DE HARRY POTTER À OBAMA

Si la bromance est progressivement acceptée, c’est aussi grâce aux people qui ne cachent plus leurs atomes crochus. Les acteurs Ben Affleck et Matt Damon sont souvent considérés comme les pionniers du genre dans l’univers du show-business, tout comme Chris Pine et Zachary Quinto, alias James Kirk et Spock dans le film Star Trek. Quant à George Clooney et Brad Pitt, certains s’amusent parfois à dire qu’il s’agit là de la plus longue histoire d’amour du volage docteur Ross. Et que dire du binôme formé par Frodo et Sam dans Le Seigneur des Anneaux de Tolkien ; ou même du tandem de Nick et Jay dans Gatsby le Magnifique ? Des liens qui tantôt se tissent à l’écran, tantôt en coulisses, et que l’on retrouve aussi dans le cinéma français. On ne peut évidemment pas passer à côté des inénarrables précurseurs que furent Bourvil et Louis de Funès, dans Le corniaud ou La grande vadrouille… Mais on pointera également des opus plus récents tels que Les gamins (2013), avec Max Boublil et Alain Chabat campant un jeune gars et son ex-futur beau-père devenus complices sans concessions ; ou encore Les deux amis (2015) de Louis Garrel, racontant les mésaventures des deux compères unissant leurs forces pour séduire une fille.

Et la télévision n’est pas en reste. Dans la série Dr House, l’insupportable médecin n’a qu’un seul pote – son collègue, le docteur Robert Sean – mais qui compte plus que tout. Quant à Sherlock Holmes, interprété par Benedict Cumberbatch, il entretient avec le Dr Watson une relation sujette aux spéculations. Si les deux personnages sont particulièrement proches, on ne peut pas pour autant parler de lien homo-érotique, même si les auteurs de la série ont toujours fait des allusions subtiles quant à l’homosexualité présumée du détective. Même Walter White et Jesse Pinkman de Breaking Bad font partie du club – dans le dernier épisode, le premier, lourdement blessé, sauve la vie du second. Mais le meilleur exemple de bromance est sans aucun doute celle qui unit Joey et Chandler dans Friends. Ils sont comme des frères l’un pour l’autre et on distingue même par moments une once d’amour paternel chez le second.

* Consigne
Prolongez le texte sur la bromance au cinéma et à la télévision en reprenant juste après sa dernière phrase.

* Liste des entrées
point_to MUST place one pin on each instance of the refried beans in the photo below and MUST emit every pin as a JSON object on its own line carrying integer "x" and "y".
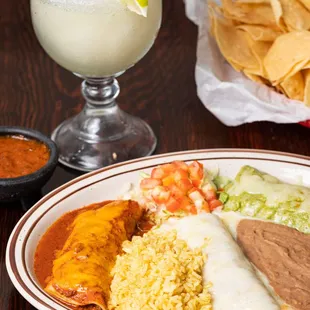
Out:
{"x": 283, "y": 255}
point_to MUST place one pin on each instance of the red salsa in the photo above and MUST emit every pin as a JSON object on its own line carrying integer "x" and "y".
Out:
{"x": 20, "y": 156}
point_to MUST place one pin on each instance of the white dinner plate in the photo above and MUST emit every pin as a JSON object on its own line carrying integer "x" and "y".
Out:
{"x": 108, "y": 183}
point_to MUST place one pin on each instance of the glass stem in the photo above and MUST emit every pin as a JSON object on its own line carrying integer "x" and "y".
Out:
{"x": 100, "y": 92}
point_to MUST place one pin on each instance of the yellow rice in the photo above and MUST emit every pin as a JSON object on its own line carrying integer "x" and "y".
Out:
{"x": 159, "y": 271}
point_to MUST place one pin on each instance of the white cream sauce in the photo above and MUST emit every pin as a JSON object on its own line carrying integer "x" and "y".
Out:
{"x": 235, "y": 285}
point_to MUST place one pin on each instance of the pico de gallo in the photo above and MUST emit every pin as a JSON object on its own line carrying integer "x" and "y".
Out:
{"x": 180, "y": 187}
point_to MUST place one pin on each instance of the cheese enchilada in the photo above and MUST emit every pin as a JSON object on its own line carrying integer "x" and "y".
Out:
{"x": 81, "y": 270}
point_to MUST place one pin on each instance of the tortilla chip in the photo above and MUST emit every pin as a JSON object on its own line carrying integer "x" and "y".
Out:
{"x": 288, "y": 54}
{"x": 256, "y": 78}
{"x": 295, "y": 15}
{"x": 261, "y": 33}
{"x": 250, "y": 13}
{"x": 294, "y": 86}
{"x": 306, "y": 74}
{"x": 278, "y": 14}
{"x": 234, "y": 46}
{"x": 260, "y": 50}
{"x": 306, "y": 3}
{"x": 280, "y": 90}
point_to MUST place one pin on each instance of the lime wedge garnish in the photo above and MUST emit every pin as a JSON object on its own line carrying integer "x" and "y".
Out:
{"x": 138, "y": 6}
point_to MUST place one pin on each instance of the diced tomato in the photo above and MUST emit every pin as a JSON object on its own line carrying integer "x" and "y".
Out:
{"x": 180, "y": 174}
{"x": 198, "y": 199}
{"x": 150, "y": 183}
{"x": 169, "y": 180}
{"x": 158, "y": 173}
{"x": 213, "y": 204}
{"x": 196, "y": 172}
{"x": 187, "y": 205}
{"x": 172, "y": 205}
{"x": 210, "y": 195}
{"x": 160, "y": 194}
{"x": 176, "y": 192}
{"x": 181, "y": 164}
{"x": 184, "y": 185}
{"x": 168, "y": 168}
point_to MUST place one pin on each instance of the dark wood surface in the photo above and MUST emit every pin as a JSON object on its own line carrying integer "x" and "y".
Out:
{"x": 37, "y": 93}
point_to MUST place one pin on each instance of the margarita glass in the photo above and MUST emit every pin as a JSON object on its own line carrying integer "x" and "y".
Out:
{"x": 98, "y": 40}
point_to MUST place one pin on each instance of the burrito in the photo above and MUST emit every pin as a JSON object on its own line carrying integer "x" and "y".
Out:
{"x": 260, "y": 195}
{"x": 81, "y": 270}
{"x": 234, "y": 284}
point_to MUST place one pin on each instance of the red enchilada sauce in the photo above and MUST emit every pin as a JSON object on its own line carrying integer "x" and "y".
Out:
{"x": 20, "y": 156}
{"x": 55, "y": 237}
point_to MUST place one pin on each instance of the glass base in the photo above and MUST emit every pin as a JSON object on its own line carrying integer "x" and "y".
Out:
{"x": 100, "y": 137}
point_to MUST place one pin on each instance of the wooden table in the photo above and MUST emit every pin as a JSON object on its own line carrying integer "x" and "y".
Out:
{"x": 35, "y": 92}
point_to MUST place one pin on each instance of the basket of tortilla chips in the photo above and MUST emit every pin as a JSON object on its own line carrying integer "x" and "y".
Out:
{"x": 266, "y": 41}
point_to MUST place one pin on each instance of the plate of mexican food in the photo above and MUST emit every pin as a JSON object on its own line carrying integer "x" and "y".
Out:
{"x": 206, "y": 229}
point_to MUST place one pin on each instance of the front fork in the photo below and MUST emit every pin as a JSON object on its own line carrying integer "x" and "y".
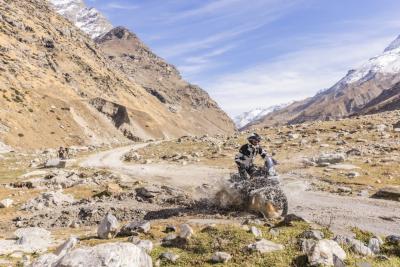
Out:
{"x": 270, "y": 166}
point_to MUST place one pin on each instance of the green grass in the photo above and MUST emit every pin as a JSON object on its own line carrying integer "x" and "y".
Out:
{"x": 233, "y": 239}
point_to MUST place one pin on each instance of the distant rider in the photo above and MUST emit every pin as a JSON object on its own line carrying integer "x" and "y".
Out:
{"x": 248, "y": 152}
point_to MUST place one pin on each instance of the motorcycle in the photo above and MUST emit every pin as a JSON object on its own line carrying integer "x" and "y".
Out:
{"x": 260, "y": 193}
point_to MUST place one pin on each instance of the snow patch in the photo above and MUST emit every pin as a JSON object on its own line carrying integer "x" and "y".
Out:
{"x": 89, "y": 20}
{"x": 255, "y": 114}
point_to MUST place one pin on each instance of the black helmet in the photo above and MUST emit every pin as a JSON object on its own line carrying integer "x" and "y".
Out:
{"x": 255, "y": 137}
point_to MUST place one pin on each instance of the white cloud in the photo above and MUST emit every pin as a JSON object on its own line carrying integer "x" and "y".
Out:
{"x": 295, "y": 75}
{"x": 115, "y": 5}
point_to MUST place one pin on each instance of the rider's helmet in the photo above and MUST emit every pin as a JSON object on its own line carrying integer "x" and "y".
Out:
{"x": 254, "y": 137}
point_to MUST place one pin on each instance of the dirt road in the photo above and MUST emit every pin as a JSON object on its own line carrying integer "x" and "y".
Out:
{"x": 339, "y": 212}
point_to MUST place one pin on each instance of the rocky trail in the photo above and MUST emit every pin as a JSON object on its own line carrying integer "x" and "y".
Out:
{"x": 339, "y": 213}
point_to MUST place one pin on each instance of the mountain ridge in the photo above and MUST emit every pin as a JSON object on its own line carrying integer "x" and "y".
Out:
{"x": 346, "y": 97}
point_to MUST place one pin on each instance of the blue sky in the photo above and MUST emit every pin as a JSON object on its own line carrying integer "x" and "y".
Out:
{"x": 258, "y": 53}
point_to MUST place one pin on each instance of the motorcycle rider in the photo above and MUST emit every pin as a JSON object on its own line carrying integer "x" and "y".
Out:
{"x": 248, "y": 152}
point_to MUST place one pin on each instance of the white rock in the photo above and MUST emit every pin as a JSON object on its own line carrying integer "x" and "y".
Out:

* Réponse attendue
Le phénomène touche également la sphère politique. Ainsi, ce qui rattachait George W. Bush à son secrétaire de presse Scott McClellan, fut décrit par un critique du livre What happened comme une  » longue et infructueuse bromance « . Il existerait également une sorte de lien indéfectible entre Barack Obama et Narendra Modi – même s’il s’agit plutôt d’une version  » allégée  » de la tendance. Lorsque le Premier ministre indien a rejoint la liste des personnes les plus influentes dressée par le Time, le Président américain s’est empressé d’écrire une véritable ode à son homologue du bout du monde.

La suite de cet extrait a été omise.